* begin Listing *

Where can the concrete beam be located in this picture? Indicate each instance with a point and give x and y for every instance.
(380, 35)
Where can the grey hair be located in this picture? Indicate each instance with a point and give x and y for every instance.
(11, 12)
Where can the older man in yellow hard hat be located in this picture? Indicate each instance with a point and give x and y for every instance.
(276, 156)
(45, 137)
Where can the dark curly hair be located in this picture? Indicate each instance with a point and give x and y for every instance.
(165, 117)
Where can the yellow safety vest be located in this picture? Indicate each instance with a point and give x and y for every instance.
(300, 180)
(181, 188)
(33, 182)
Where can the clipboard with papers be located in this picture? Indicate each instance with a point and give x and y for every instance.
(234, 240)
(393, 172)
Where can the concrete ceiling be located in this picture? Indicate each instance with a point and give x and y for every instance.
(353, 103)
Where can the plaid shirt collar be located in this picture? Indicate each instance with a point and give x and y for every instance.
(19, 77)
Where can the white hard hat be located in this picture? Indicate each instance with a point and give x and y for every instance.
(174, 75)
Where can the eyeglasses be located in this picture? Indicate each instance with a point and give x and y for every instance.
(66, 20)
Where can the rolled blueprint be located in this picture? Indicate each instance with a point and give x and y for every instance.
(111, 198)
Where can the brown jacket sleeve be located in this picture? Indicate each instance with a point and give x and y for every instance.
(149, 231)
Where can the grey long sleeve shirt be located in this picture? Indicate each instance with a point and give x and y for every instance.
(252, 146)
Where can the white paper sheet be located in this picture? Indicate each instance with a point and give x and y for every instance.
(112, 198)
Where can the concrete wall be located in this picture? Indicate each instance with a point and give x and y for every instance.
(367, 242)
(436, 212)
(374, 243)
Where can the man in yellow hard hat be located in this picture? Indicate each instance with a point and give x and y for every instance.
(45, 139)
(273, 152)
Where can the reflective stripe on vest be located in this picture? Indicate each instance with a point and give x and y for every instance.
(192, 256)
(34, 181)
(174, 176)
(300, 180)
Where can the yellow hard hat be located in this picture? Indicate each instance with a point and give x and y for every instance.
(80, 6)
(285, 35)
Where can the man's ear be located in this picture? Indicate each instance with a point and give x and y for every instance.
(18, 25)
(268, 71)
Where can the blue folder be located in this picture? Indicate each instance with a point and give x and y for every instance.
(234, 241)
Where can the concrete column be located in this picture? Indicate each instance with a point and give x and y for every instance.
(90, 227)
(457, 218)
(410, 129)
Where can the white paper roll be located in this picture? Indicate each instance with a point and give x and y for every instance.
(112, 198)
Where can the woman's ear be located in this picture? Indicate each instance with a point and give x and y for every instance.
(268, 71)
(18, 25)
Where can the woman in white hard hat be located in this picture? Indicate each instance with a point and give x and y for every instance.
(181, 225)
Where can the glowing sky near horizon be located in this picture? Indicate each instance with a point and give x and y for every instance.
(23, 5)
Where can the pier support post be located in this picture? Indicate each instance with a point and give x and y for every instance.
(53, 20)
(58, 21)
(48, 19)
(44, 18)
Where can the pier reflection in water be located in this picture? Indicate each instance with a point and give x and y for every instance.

* end Listing *

▸ **Work to do**:
Format every line of the entries above as a JSON list of strings, one string per line, leaving out blank lines.

▸ **Output of the exercise**:
[
  "Where can the concrete beam be located in this picture? Indicate each instance with a point and give x and y for every instance.",
  "(380, 35)",
  "Where can the grey hair be located in this picture? Indicate each instance with a point and give x and y for every instance.",
  "(11, 12)",
  "Where can the older man in yellow hard hat be located in this picture? Indicate each instance with a point and give x and y for every instance.",
  "(276, 156)",
  "(45, 137)",
  "Where can the dark curly hair be located in this picture? Indicate each instance with a point and give x and y for every instance.",
  "(165, 117)",
  "Where can the yellow safety vest be located in this picture? Indicate each instance with a point and give x and y for every instance.",
  "(300, 180)",
  "(181, 188)",
  "(33, 182)",
  "Where can the clipboard with papers be located in this picture? Indicate each instance with a point and give x and y for every instance.",
  "(234, 240)",
  "(393, 172)",
  "Where can the concrete ceiling be located in this picture? Indicate each instance with a point and give x and y for every instance.",
  "(353, 103)",
  "Where can the plaid shirt collar be located in this picture? Indicate each instance with a point and give x and y for every instance.",
  "(19, 77)",
  "Where can the white hard hat be located in this picture? Indicate each instance with a point and give x and y for every instance.",
  "(174, 75)",
  "Where can the eyeglasses be located in this picture? Indicate each instance with a point and give x and y for every instance.",
  "(66, 20)",
  "Where can the rolled blueprint be located in this picture? Indicate each instance with a point and give x and y for every instance.",
  "(111, 198)",
  "Where can the brown jacket sleeve be located in this picture? Indicate each instance with a point and give x and y for every instance.",
  "(149, 231)",
  "Where can the grey long sleeve shirt be located in this picture? Indicate each instance with a point and give x and y for every instance.",
  "(252, 146)",
  "Where can the white paper sheet be located in this picture? Indicate each instance with a point and give x and y for every instance.",
  "(112, 198)",
  "Where can the concrete wall be located in this picture? Indicate each instance with a point and give x and y for every instance.",
  "(367, 242)",
  "(436, 212)",
  "(374, 243)",
  "Where can the man in yellow hard hat be located in this picture? Indicate each instance with a point and give x and y for every instance.",
  "(45, 139)",
  "(273, 152)",
  "Where can the reflective stripe on vest be located in this picture? Indicate each instance with a point and give x and y for every instance.",
  "(192, 256)",
  "(34, 181)",
  "(174, 176)",
  "(300, 180)",
  "Where can the yellow hard hat be located in this picture? Indicate each instance with a point and give x and y for every instance.",
  "(80, 6)",
  "(285, 35)",
  "Where can the man's ear be located in this picture? Indicate each instance with a point and give x and y for every instance.",
  "(18, 25)",
  "(268, 71)",
  "Where can the blue folder be located in this picture? Indicate each instance with a point and give x and y for every instance.",
  "(234, 241)",
  "Where can the concrete column be located in this picture? Indicate each instance with a point and give x and y for every instance.",
  "(90, 227)",
  "(457, 218)",
  "(410, 129)",
  "Where can the white paper roll be located in this picture? Indicate each instance with a point and give x and y for every instance.",
  "(112, 198)",
  "Where can the woman's ear be located in this picture? Indicate each instance with a point and give x and y for every instance.",
  "(268, 71)",
  "(18, 25)",
  "Where can the woman in white hard hat be located in this picture? Indicate each instance with a point and give x and y for every instance.",
  "(181, 225)",
  "Where can the glowing sky near horizon be located in this picture? Indicate each instance with a point and give x and y for every instance.",
  "(23, 5)",
  "Where can the pier support post be located in this picture? Indicate each instance with a point and give x and y for every instance.",
  "(53, 20)",
  "(58, 21)",
  "(48, 19)",
  "(44, 18)",
  "Where can the pier reflection in water be located in this picture? Indicate each instance with a point and give x and y for every instance."
]